## Task description
Every entry in the listing below has to be transcribed exactly.

## Supplied records

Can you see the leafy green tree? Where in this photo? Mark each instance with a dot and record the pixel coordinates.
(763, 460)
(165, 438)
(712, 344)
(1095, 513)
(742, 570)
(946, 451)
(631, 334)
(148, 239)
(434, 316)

## Solution below
Can you see the leafy green tree? Where in this photo? Mark each instance with a dot and record the pixel coordinates.
(763, 460)
(165, 438)
(712, 344)
(1095, 513)
(742, 570)
(946, 451)
(631, 334)
(148, 239)
(434, 316)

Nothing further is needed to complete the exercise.